課題の内容:
『敗戦後論』を紹介する抜粋について答えよ。
1. ちくま文庫版は何年に刊行されたか。
2. 三つの論文はいずれもどの文芸誌に発表されたか。
3. 「語り口の問題」は、どの二つの論文に対する批判に応じる形で書かれているか。

抜粋:
####
加藤典洋『敗戦後論』(ちくま文庫)ノート① 〜バガボンド・カフェ資料その5

さていよいよ本題の『敗戦後論』に入るわけですが、お待たせして?申し訳ありません。

ええと、なかなかうまく要約できるか、自信がないながら、短めにこの本の内容をご紹介したいと思います。

まず、加藤典洋著『敗戦後論』(ちくま文庫2005年、講談社1997年8月刊)は三つのパートに分かれています。
1.「敗戦後論」1995年1月
2.「戦後後論」1996年8月
3.「語り口の問題」1997年2月
いずれも、文芸誌『群像』に発表され、そのたびに当時激しい論壇の攻撃にあったそうです。2の「戦後後論」は、1の「敗戦後論」のそういった批判に応ずる形で書かれ、さらに3の「語り口の問題」は、それら1と2に対する批判に応ずる形で書かれているところがあります。
その三つの論文の関係を加藤氏は、このちくま文庫の「あとがき」でこう述べています。
####
提供資料:

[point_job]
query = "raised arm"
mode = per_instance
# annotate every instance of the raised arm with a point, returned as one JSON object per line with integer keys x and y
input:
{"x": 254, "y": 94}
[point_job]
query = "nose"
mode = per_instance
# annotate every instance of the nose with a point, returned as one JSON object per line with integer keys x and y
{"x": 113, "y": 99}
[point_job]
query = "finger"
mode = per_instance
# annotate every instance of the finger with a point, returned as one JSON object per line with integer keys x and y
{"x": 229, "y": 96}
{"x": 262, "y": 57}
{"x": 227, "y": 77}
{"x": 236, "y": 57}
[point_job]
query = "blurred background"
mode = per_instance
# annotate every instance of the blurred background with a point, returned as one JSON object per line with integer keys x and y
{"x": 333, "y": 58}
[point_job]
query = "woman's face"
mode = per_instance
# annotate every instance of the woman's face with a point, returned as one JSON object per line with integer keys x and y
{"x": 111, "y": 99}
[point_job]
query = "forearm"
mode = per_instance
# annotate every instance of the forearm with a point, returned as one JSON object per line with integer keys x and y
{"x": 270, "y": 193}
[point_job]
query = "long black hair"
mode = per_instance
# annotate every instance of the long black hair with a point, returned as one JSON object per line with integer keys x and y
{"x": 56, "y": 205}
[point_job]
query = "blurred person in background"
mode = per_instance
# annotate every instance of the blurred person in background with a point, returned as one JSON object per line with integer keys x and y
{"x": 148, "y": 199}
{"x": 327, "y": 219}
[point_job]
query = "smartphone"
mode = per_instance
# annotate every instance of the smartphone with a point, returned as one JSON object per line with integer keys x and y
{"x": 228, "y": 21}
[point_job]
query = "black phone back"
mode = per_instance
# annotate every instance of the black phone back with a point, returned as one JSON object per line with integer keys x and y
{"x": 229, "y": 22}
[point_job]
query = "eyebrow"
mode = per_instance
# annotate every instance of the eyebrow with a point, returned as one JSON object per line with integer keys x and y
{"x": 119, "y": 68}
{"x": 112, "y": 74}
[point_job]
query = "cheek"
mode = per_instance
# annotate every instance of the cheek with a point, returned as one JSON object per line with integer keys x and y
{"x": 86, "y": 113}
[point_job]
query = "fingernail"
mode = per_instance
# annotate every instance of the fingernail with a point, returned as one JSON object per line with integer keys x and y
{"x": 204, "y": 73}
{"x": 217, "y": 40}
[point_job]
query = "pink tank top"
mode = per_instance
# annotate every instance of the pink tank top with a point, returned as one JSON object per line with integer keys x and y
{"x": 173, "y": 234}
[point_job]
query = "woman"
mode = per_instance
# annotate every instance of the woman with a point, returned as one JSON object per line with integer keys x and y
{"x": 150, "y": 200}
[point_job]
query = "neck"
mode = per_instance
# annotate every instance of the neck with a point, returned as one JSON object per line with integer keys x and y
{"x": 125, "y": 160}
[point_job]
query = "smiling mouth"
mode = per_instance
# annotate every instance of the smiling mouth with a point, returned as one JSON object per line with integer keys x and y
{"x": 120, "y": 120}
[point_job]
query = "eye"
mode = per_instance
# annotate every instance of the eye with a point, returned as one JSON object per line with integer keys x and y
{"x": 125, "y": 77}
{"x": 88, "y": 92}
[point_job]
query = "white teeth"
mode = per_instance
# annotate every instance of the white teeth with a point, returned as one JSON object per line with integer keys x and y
####
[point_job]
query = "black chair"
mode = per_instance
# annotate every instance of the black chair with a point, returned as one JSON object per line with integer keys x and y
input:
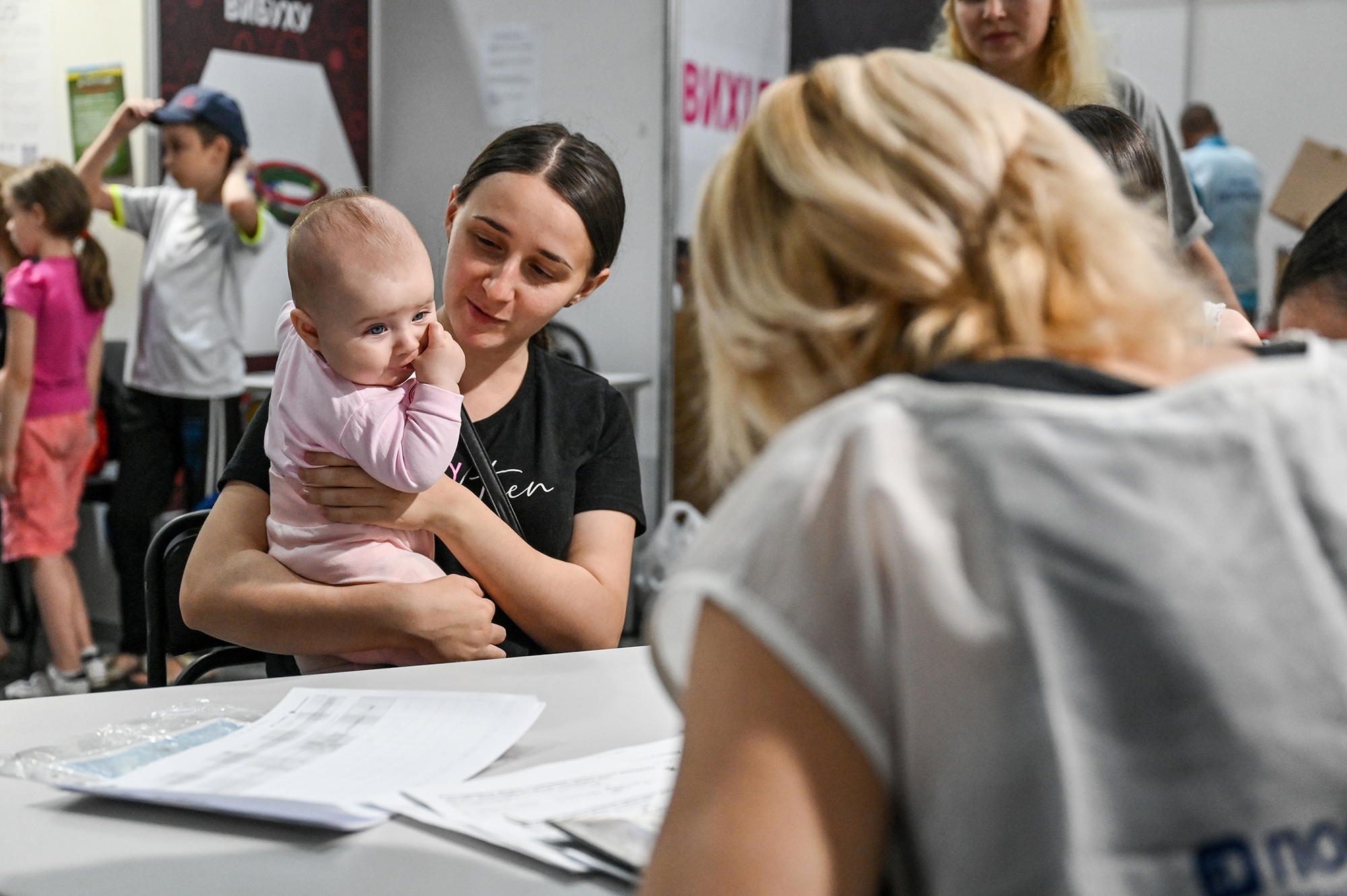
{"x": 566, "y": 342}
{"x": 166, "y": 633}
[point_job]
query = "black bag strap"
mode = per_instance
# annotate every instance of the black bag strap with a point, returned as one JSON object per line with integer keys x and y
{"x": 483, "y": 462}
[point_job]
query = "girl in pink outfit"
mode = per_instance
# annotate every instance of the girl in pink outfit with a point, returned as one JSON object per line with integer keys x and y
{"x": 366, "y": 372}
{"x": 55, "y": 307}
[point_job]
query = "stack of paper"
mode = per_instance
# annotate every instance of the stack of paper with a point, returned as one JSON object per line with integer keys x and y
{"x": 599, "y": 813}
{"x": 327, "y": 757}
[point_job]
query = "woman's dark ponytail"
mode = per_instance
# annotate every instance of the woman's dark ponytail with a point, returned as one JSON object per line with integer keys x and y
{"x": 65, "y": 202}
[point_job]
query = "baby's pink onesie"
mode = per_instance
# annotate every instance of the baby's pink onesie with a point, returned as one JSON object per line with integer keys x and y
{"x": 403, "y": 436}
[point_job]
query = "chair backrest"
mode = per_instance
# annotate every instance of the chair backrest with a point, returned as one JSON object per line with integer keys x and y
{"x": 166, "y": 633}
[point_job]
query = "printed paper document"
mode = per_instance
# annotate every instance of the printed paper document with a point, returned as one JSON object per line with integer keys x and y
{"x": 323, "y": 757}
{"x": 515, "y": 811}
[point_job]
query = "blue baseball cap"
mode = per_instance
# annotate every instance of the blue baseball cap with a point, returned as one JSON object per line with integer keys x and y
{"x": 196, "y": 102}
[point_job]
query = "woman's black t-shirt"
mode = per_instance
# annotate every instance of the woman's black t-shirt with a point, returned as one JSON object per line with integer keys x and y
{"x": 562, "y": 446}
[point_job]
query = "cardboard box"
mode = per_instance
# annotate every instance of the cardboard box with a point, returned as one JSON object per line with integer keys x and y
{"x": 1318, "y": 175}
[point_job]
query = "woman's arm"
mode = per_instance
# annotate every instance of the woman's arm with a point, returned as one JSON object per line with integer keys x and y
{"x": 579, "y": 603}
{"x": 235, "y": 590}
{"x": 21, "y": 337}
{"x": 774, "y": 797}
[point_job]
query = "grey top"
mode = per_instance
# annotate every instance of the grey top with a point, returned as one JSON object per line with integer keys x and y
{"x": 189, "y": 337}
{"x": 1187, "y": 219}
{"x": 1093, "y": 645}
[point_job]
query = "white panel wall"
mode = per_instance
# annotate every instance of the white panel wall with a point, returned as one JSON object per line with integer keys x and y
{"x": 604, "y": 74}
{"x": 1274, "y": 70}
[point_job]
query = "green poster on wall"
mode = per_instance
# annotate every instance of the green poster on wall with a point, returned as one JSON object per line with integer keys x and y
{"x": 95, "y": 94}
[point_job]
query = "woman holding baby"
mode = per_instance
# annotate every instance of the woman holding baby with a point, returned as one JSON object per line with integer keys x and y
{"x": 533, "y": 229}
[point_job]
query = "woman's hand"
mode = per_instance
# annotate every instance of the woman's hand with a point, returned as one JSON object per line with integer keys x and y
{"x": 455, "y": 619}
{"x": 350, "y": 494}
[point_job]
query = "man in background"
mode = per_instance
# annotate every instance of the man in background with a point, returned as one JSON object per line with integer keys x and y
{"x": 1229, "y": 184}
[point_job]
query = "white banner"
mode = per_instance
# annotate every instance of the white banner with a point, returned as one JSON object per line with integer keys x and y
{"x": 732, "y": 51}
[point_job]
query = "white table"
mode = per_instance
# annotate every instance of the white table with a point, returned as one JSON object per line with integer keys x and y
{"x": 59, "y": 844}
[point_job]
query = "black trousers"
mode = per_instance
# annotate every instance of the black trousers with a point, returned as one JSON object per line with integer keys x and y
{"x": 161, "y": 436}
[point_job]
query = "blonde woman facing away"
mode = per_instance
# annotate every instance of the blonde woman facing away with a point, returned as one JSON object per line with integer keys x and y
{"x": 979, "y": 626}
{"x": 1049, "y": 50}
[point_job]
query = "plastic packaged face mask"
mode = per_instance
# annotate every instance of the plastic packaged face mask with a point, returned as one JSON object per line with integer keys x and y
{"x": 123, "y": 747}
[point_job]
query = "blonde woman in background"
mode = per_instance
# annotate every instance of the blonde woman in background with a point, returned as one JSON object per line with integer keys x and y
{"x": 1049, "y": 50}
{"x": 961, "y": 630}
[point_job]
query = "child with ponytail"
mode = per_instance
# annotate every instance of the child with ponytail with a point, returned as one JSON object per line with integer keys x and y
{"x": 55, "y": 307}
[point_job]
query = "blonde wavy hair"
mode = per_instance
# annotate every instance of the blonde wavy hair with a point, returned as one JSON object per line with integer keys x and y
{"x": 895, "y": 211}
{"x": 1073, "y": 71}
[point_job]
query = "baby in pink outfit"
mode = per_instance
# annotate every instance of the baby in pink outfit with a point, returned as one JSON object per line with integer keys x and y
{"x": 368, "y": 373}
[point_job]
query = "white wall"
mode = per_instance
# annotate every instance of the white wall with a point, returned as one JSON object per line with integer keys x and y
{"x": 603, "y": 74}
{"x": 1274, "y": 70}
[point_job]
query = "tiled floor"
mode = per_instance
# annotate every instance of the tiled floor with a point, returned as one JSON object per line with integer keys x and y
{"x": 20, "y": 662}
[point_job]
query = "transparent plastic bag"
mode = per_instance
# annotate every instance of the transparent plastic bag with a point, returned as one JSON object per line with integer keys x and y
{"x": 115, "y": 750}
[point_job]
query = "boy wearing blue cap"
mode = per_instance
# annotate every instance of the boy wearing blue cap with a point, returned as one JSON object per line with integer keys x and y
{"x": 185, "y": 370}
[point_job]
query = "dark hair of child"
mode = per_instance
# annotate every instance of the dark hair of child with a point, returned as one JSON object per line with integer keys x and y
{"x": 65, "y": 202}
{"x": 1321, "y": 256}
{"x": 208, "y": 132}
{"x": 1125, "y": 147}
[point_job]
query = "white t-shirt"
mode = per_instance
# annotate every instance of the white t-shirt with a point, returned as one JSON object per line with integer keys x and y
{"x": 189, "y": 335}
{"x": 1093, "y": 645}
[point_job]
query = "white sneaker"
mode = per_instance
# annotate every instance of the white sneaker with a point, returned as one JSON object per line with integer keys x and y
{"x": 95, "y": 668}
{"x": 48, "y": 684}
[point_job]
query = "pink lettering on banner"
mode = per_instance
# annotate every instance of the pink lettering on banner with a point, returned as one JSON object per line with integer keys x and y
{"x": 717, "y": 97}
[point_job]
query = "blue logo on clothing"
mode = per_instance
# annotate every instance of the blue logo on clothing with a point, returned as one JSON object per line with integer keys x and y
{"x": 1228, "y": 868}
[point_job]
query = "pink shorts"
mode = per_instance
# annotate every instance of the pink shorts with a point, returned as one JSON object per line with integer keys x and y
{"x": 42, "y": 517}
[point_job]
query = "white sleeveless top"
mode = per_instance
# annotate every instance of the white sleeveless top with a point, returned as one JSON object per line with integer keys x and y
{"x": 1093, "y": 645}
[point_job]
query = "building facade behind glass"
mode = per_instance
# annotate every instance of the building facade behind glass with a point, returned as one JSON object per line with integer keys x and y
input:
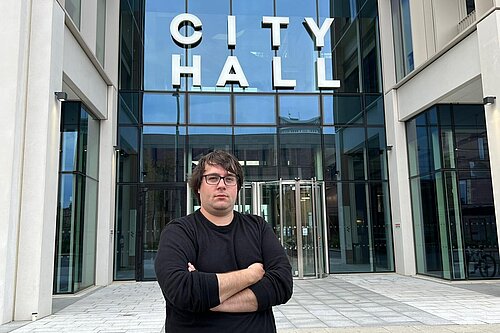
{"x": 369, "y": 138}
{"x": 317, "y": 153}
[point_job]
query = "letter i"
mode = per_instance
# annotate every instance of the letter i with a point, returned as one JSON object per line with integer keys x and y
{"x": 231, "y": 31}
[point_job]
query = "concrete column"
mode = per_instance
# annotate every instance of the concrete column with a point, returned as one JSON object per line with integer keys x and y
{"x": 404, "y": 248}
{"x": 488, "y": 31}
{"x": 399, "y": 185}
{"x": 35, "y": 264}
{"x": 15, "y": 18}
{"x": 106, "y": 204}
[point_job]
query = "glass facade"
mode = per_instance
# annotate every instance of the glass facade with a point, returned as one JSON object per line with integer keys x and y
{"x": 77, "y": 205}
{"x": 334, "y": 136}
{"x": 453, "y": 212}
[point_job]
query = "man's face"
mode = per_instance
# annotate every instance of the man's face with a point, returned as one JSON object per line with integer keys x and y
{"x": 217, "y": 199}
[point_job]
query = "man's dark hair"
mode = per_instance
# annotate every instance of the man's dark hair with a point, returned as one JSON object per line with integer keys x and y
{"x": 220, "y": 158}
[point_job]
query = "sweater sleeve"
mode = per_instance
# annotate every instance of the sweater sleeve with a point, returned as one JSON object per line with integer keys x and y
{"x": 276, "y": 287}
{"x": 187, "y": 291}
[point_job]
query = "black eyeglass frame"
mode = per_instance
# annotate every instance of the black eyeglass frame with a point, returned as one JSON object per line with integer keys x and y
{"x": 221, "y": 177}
####
解答:
1. 2005年
2. 『群像』
3. 「敗戦後論」と「戦後後論」